WHAT TO WORK ON: Transcription should be exact. Include all entries.

START MATERIALS PROVIDED

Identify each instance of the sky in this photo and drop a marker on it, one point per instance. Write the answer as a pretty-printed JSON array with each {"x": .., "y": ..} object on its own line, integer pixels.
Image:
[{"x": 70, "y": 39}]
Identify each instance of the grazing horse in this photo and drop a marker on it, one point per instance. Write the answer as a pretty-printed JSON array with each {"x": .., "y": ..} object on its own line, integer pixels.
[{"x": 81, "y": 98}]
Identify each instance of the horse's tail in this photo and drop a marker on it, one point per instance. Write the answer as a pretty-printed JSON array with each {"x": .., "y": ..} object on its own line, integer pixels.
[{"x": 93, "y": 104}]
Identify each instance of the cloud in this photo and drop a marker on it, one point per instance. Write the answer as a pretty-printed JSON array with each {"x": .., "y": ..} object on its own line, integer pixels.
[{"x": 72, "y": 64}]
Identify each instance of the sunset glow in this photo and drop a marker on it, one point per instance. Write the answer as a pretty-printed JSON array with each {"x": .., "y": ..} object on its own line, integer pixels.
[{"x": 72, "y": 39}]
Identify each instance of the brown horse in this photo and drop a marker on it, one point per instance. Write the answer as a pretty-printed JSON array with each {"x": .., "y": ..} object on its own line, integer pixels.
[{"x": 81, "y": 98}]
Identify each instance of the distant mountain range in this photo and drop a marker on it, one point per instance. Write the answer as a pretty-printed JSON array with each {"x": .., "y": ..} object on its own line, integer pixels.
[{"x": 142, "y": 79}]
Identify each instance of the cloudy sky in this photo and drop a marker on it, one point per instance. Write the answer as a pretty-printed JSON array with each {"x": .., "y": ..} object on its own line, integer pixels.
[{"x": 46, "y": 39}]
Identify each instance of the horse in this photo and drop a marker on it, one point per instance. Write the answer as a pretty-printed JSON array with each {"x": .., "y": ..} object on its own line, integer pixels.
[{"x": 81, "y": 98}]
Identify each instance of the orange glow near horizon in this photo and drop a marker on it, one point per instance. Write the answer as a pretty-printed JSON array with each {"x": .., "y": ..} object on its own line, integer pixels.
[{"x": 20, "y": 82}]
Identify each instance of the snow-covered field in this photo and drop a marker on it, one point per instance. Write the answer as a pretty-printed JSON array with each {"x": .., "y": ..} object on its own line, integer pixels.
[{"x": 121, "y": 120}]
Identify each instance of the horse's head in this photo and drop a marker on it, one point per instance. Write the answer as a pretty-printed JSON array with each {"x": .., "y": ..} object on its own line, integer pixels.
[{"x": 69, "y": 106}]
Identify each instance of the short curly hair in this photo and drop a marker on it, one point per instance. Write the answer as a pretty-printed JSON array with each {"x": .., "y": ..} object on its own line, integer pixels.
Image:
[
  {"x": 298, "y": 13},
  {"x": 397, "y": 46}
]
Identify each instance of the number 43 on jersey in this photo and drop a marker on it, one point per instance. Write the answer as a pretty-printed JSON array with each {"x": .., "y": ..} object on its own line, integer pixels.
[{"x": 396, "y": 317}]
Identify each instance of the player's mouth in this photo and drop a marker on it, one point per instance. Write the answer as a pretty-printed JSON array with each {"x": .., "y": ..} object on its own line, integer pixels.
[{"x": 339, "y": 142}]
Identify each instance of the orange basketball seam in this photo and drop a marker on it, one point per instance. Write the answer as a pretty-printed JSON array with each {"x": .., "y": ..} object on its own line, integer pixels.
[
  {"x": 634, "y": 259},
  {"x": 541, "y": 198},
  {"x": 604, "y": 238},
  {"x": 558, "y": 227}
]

END MATERIALS PROVIDED

SOLUTION TO THE EXERCISE:
Identify each instance of the sky in this photo and drop a marker on it, one point per instance. Write the answer as a pretty-printed JSON array with each {"x": .., "y": ..} object on its own line, integer pixels.
Image:
[{"x": 70, "y": 39}]
Identify each instance of the grazing horse in this photo and drop a marker on it, one point per instance. Write the answer as a pretty-printed JSON array with each {"x": .., "y": ..} object on its own line, integer pixels.
[{"x": 81, "y": 98}]
Identify each instance of the horse's tail in this photo and drop a marker on it, one point per instance. Write the answer as a pretty-printed JSON array with each {"x": .., "y": ..} object on its own line, integer pixels.
[{"x": 93, "y": 104}]
Identify each instance of the cloud in this photo and drop a marker on it, one point per instance. Write the answer as a pretty-printed JSON array with each {"x": .., "y": ..} object on its own line, integer pixels.
[{"x": 72, "y": 64}]
Identify each instance of the sunset glow in this photo and drop a marker on it, one point per instance. Write the answer as a pretty-printed JSON array with each {"x": .., "y": ..} object on its own line, integer pixels.
[{"x": 72, "y": 39}]
Identify each instance of the brown horse in this photo and drop a marker on it, one point per instance. Write the answer as a pretty-printed JSON array with each {"x": .., "y": ..} object on its own line, integer pixels.
[{"x": 81, "y": 98}]
Identify each instance of the distant mountain range in this photo and drop a marker on it, one point per instance. Write the answer as a pretty-printed JSON array with each {"x": .., "y": ..} object on its own line, integer pixels.
[{"x": 142, "y": 79}]
Identify each instance of the cloudy sky in this photo and drop a marker on it, one point per instance. Write the answer as a pretty-printed JSON array with each {"x": .., "y": ..} object on its own line, integer pixels.
[{"x": 46, "y": 39}]
Identify each instance of the horse in this photo and drop a marker on it, one point per instance. Write the answer as a pretty-printed JSON array with each {"x": .., "y": ..} object on its own line, integer pixels.
[{"x": 81, "y": 98}]
Identify each instance of the orange glow near horizon in this photo and drop a marker on it, one point per instance. Write the answer as a pretty-printed JSON array with each {"x": .., "y": ..} object on its own line, integer pixels.
[{"x": 20, "y": 82}]
Identify each instance of the snow-covered field in this photo and drop a marker on it, one point per instance. Write the answer as a pretty-printed JSON array with each {"x": .., "y": ..} object on its own line, integer pixels.
[{"x": 121, "y": 120}]
Identify each instance of the horse's head in this photo and drop a marker on it, one point per instance. Write the answer as a pretty-printed JSON array with each {"x": .., "y": ..} object on its own line, integer pixels.
[{"x": 69, "y": 106}]
Identify each instance of the short curly hair in this photo and drop a marker on it, one point per instance. Write the answer as a pretty-printed JSON array with each {"x": .., "y": ..} object on its own line, integer pixels.
Image:
[
  {"x": 298, "y": 13},
  {"x": 397, "y": 46}
]
Identify each instance of the number 43 on jersey in this photo and drop a marker on it, one point per instance. Write the answer as a pretty-printed JSON array with each {"x": .., "y": ..} object on its own line, integer pixels.
[{"x": 396, "y": 317}]
Identify each instance of the player's mouth in this photo and drop a marker on it, one point per instance. Write the answer as a pretty-printed JSON array with each {"x": .., "y": ..} object on its own line, integer pixels.
[{"x": 339, "y": 142}]
Identify each instance of the orange basketball seam in this photo and drop a marker on it, one point per instance. Write the answer as a pretty-printed JSON array with each {"x": .., "y": ..} object on its own line, integer pixels.
[
  {"x": 634, "y": 259},
  {"x": 541, "y": 198},
  {"x": 604, "y": 238},
  {"x": 558, "y": 227}
]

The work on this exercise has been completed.